- [Task instructions] Count the lines in the records that contain the word "region" and reply with only that number.

====== Data extract

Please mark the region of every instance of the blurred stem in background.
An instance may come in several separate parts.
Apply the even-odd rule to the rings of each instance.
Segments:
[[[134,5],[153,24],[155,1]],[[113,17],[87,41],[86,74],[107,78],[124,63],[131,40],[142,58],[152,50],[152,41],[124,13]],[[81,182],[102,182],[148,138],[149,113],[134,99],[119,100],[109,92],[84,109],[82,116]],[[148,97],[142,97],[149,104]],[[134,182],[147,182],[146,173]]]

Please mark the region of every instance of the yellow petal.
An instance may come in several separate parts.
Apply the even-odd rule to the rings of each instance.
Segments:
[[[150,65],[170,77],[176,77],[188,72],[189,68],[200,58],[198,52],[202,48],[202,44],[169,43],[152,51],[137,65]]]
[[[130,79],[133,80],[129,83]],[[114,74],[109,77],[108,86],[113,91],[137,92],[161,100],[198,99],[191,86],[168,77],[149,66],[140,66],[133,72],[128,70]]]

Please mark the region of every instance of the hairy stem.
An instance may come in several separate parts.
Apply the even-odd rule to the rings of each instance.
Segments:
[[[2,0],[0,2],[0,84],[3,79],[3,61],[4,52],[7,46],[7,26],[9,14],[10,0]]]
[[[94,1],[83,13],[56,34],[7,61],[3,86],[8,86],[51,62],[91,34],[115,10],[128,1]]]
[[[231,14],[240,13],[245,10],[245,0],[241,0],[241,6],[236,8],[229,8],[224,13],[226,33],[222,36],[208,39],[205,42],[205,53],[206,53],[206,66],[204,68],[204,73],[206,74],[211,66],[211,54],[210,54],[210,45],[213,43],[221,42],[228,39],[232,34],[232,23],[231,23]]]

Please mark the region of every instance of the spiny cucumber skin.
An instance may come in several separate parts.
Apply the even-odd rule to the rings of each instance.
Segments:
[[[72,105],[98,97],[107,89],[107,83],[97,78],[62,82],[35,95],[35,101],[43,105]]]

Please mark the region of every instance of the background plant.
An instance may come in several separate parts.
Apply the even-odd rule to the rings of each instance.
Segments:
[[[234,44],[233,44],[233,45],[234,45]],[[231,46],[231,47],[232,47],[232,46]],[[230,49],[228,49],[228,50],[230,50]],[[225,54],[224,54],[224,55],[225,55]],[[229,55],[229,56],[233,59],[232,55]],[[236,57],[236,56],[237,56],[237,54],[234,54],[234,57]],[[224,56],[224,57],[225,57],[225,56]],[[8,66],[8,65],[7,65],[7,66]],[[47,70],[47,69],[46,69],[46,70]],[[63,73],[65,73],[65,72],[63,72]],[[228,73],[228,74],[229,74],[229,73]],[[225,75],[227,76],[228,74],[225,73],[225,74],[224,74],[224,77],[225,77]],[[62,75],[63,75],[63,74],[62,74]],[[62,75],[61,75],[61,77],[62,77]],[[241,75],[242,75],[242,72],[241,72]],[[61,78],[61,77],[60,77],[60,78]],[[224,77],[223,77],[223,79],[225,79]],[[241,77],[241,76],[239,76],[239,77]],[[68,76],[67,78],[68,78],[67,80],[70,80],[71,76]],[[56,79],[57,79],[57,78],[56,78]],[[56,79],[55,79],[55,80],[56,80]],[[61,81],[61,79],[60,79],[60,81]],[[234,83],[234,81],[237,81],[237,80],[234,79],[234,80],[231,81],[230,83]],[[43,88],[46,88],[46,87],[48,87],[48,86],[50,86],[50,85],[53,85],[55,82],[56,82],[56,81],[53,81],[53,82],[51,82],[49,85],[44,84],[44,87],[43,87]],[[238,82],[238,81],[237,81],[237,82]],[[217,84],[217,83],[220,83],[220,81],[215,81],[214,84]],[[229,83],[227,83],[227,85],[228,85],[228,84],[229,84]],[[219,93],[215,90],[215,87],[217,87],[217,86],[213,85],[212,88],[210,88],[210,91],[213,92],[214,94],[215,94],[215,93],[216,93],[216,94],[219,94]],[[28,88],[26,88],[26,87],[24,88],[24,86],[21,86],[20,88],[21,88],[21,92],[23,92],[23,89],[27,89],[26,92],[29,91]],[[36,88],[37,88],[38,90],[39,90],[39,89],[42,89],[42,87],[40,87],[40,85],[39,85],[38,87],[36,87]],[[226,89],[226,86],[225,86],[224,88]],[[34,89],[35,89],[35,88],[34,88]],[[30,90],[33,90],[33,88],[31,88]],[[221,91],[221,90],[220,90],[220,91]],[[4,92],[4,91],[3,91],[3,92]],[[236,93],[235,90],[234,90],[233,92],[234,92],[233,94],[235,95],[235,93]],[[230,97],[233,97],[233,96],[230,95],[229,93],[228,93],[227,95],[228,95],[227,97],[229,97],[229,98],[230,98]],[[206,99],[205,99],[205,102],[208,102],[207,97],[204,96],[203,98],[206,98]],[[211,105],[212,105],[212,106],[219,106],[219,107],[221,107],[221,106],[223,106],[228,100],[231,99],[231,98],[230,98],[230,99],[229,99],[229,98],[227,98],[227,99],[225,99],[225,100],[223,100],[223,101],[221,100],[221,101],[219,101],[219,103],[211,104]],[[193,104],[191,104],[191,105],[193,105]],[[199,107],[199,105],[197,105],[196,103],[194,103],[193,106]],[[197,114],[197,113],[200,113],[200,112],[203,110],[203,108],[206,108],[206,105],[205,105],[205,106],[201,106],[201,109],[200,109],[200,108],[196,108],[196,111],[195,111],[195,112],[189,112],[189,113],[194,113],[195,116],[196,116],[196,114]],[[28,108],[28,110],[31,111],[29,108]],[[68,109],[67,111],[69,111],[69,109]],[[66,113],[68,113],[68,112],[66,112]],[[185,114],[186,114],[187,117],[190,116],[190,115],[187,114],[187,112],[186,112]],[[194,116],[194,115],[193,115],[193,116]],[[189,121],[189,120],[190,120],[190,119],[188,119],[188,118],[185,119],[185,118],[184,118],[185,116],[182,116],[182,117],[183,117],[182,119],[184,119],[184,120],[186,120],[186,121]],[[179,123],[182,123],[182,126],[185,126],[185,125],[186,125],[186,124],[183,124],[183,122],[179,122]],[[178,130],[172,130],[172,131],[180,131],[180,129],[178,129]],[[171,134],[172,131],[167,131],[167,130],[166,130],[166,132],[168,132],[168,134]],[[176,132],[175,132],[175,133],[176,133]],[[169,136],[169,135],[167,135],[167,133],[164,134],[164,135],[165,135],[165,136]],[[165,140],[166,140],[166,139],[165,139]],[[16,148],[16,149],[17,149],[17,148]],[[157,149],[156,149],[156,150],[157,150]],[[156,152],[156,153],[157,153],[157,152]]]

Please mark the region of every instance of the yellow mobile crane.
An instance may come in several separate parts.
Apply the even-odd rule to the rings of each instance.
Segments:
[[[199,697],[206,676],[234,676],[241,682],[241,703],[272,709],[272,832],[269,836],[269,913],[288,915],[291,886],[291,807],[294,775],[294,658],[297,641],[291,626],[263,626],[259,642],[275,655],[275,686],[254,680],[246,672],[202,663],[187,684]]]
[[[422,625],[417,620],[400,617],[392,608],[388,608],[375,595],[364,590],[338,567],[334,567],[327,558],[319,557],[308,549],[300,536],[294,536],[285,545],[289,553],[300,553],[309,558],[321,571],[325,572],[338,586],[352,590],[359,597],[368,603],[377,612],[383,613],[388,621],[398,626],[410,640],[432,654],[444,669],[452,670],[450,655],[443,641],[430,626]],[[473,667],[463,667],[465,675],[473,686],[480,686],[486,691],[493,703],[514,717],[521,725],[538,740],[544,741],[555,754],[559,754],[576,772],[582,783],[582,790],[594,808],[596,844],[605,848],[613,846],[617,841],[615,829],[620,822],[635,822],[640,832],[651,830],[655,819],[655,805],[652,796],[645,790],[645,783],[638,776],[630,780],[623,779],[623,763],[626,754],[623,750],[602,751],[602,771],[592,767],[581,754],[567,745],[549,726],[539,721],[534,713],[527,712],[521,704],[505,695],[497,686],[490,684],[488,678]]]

============

- [Written solution] 6